> TEXTE DE LECTURE:

════════════════════

C'est un poste financier très lourd qui représentait 546 millions d'euros de dépenses en 2002 et 562 millions d'euros en 2003. La dépense pour 2004 est estimée au 1er juin à 650 millions d'euros, dont 590 millions d'euros pour le seul titre III.
Il semble que vous ayez obtenu tout récemment des crédits importants en loi de finances rectificative, des crédits nouveaux, pas forcément des crédits de virement, et nous aimerions que vous nous en disiez plus.
S'agissant des autres postes budgétaires du titre III, hors rémunération des charges sociales, je reste sceptique face aux prévisions en matière de carburant. Elles étaient déjà étonnantes en loi de finances initiale pour 2004, avec un dollar à 0, 81 euro et un baril à 23 dollars. En fait, que sait-on de la réalisation qui s'est produite en 2004 ? Il semble même que la loi de finances rectificative ait dû vous apporter des crédits dans ce domaine.
Mais pour 2005, si un dollar à 0, 81 euro est plausible, le baril à 30 euros l'est beaucoup moins, même si Thierry Desmaret annonçait récemment que ce tarif serait retrouvé dans le courant de l'année.
Je sais que les crédits d'entretien programmés figurent maintenant en totalité au titre V ; mais que mon ami Yves Fréville me pardonne de les évoquer tant ils conditionnent la disponibilité des matériels et leur usage au titre III.

════════════════════

> EXTRAIT DES DONNÉES:
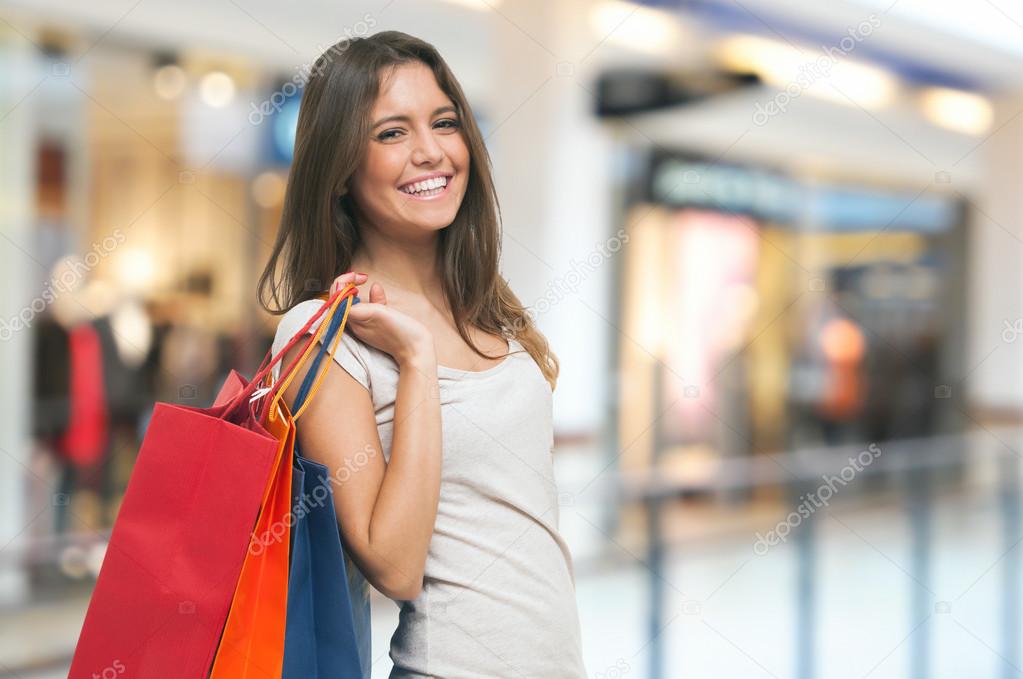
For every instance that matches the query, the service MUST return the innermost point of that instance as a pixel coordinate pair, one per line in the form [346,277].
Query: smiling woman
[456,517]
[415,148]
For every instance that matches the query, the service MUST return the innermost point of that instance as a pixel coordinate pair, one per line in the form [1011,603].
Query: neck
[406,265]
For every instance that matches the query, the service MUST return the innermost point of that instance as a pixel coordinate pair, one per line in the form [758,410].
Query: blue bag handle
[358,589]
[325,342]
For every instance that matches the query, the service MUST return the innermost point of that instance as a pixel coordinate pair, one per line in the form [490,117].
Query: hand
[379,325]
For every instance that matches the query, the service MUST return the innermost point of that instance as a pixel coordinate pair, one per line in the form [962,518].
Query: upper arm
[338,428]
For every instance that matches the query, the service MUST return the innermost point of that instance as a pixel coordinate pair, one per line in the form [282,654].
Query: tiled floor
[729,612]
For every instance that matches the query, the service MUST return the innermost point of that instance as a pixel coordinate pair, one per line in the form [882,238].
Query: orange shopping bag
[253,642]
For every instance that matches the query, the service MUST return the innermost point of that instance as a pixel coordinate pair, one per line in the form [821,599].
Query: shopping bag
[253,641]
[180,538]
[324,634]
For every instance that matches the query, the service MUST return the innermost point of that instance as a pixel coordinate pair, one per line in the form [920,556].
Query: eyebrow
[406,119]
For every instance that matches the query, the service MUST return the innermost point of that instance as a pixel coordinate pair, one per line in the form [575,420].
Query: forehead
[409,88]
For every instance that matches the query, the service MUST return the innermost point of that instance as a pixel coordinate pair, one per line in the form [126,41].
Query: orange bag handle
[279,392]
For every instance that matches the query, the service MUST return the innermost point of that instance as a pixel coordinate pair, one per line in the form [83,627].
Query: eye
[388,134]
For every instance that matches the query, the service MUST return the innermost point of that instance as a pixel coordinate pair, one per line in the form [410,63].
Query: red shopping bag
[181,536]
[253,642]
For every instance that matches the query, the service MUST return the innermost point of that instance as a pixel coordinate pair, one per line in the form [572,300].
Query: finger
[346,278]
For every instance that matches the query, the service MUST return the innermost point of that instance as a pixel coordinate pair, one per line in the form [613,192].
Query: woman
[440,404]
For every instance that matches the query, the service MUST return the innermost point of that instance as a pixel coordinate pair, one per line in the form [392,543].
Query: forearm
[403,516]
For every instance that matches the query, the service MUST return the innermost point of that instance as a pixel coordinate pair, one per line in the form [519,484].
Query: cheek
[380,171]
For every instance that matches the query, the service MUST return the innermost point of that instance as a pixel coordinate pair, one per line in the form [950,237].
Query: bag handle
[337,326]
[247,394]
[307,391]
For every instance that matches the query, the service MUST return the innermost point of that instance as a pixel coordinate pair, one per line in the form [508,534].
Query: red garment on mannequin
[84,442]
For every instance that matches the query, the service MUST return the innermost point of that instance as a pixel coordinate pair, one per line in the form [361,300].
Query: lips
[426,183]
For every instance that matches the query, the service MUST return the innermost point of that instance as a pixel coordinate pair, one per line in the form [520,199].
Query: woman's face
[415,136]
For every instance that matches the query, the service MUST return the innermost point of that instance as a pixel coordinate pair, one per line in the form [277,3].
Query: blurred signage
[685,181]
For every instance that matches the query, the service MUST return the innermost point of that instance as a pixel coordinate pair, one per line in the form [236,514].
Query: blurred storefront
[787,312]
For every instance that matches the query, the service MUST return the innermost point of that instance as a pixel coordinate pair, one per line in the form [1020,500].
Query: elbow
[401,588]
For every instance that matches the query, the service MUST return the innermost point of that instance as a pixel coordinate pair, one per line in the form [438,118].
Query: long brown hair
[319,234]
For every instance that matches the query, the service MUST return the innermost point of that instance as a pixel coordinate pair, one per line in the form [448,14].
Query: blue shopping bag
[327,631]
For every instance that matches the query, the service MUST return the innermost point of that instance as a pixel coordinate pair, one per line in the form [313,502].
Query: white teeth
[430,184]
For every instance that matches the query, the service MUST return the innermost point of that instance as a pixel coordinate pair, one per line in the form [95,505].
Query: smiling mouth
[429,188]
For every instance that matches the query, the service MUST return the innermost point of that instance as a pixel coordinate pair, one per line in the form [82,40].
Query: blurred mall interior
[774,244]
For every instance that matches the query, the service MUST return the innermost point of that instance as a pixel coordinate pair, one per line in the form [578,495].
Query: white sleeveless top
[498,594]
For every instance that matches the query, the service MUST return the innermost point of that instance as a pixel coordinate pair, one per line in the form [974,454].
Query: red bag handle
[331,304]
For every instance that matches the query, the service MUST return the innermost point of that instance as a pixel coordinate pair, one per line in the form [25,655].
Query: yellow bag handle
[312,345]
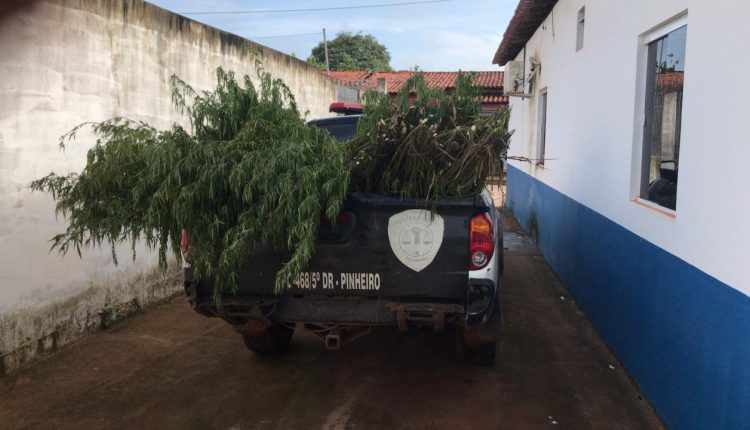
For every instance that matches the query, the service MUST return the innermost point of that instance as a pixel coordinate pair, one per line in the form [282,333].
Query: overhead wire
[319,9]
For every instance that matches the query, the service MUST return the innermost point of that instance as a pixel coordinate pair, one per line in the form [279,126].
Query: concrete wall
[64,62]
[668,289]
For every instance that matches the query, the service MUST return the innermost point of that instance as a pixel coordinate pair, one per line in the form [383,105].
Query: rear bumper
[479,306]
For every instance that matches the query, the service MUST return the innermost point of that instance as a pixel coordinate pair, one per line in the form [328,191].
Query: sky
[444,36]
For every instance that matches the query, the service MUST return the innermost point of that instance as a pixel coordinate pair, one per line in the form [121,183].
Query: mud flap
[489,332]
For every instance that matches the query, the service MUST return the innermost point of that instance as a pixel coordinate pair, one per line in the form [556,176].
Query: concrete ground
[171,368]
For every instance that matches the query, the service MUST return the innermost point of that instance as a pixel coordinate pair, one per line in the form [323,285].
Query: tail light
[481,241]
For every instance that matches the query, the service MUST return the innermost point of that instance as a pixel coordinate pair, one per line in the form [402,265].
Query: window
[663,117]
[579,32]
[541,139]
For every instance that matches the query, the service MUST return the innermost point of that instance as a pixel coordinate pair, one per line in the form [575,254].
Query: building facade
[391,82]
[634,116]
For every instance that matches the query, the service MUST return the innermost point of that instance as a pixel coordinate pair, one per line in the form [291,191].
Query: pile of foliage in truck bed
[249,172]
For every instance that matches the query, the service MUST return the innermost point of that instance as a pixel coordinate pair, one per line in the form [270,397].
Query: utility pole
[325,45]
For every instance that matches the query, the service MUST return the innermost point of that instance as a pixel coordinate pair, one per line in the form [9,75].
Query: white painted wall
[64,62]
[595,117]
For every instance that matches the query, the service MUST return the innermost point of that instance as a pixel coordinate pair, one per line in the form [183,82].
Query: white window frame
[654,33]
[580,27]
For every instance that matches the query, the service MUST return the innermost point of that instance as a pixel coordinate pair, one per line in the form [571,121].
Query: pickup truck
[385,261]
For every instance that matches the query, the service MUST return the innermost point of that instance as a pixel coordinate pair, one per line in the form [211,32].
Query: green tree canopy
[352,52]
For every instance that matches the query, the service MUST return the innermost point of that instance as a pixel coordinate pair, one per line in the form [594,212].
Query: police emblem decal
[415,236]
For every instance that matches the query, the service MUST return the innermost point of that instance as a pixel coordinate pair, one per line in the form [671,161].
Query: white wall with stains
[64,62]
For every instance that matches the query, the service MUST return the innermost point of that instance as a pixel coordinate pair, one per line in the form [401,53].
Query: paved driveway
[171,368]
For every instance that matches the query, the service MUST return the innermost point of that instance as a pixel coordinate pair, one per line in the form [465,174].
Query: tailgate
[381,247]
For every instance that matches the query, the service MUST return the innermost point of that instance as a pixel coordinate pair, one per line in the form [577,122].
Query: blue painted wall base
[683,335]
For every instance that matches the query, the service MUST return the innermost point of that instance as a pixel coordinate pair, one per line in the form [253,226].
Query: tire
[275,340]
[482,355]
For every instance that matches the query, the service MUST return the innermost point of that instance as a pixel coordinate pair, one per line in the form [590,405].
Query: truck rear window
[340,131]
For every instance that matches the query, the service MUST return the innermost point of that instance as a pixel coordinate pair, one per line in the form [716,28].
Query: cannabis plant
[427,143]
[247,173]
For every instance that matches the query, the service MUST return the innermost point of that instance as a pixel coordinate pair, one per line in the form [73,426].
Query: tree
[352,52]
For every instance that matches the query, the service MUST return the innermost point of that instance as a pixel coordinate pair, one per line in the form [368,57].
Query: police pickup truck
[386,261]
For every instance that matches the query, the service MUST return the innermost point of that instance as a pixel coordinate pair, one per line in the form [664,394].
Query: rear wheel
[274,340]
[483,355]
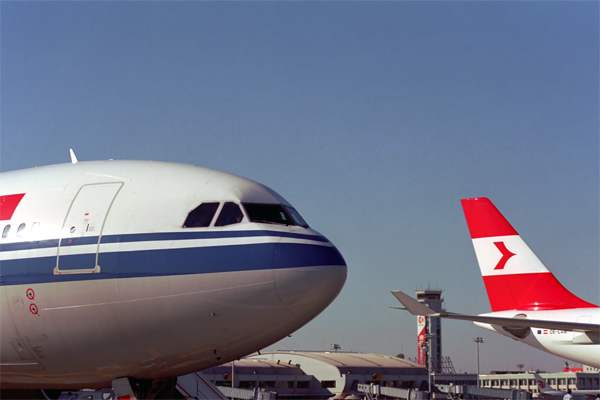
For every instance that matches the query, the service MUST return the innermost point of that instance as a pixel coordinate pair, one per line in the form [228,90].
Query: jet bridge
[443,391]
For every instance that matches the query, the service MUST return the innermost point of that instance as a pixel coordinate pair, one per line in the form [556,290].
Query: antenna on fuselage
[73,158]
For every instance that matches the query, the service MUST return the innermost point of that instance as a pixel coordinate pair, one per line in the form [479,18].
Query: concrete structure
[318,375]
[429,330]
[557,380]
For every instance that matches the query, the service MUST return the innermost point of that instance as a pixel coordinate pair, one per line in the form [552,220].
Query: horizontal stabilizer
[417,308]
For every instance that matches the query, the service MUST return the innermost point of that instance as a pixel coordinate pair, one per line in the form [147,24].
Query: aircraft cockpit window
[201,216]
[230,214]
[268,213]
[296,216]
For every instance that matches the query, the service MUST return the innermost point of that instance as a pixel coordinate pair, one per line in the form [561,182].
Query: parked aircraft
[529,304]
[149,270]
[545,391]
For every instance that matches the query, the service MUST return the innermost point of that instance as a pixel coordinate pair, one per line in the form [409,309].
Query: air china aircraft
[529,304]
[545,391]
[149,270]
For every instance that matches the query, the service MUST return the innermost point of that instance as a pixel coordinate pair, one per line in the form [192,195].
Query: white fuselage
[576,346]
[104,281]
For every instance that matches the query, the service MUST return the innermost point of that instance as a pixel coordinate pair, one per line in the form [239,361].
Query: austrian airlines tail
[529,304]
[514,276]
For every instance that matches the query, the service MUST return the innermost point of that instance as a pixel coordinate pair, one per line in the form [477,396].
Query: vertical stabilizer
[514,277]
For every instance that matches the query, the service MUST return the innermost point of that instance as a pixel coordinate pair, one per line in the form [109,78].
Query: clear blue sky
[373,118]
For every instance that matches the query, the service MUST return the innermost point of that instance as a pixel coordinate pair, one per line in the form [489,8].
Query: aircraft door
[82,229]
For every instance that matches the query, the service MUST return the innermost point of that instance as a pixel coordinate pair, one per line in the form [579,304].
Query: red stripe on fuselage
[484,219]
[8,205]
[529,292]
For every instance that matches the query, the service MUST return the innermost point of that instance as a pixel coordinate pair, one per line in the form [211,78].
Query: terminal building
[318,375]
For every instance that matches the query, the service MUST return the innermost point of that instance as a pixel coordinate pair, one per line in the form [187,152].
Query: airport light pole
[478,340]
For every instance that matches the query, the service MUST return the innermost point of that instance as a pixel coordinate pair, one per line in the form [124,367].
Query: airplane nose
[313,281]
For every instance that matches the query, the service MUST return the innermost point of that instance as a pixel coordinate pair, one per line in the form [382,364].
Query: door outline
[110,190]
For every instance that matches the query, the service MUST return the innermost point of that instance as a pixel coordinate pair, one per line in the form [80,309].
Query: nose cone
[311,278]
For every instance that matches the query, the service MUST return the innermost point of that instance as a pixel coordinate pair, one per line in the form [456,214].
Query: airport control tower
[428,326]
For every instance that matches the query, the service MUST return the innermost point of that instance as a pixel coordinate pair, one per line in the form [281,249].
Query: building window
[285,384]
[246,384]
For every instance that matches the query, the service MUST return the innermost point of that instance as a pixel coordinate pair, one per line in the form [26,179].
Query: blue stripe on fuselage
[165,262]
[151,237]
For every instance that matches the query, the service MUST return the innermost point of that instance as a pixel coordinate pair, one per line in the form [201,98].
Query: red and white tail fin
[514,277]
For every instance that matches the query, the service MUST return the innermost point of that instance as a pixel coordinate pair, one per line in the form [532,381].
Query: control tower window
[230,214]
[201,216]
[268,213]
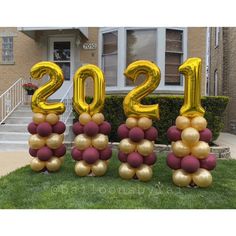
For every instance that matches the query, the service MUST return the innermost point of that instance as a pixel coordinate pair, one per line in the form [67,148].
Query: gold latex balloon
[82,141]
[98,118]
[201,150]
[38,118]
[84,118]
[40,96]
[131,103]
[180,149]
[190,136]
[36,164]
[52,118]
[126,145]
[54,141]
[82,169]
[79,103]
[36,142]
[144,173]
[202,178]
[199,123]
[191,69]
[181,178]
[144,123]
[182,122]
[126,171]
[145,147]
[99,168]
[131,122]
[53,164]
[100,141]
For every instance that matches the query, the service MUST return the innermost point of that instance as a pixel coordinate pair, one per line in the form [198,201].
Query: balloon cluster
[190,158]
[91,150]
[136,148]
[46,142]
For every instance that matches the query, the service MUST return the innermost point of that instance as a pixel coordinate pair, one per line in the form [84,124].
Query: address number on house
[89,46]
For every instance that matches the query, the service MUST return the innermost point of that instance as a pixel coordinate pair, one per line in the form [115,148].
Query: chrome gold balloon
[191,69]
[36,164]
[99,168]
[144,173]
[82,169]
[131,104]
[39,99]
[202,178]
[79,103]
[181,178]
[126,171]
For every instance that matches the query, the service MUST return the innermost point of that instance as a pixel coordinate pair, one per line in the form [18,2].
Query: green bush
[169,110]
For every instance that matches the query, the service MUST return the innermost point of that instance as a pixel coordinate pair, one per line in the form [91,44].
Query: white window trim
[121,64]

════════════════════

> TÂCHE À RÉALISER: Recopiez intégralement le texte sur les dépenses budgétaires, sans y changer un seul mot.

> EXERCICE CORRIGÉ:
C'est un poste financier très lourd qui représentait 546 millions d'euros de dépenses en 2002 et 562 millions d'euros en 2003. La dépense pour 2004 est estimée au 1er juin à 650 millions d'euros, dont 590 millions d'euros pour le seul titre III.
Il semble que vous ayez obtenu tout récemment des crédits importants en loi de finances rectificative, des crédits nouveaux, pas forcément des crédits de virement, et nous aimerions que vous nous en disiez plus.
S'agissant des autres postes budgétaires du titre III, hors rémunération des charges sociales, je reste sceptique face aux prévisions en matière de carburant. Elles étaient déjà étonnantes en loi de finances initiale pour 2004, avec un dollar à 0, 81 euro et un baril à 23 dollars. En fait, que sait-on de la réalisation qui s'est produite en 2004 ? Il semble même que la loi de finances rectificative ait dû vous apporter des crédits dans ce domaine.
Mais pour 2005, si un dollar à 0, 81 euro est plausible, le baril à 30 euros l'est beaucoup moins, même si Thierry Desmaret annonçait récemment que ce tarif serait retrouvé dans le courant de l'année.
Je sais que les crédits d'entretien programmés figurent maintenant en totalité au titre V ; mais que mon ami Yves Fréville me pardonne de les évoquer tant ils conditionnent la disponibilité des matériels et leur usage au titre III.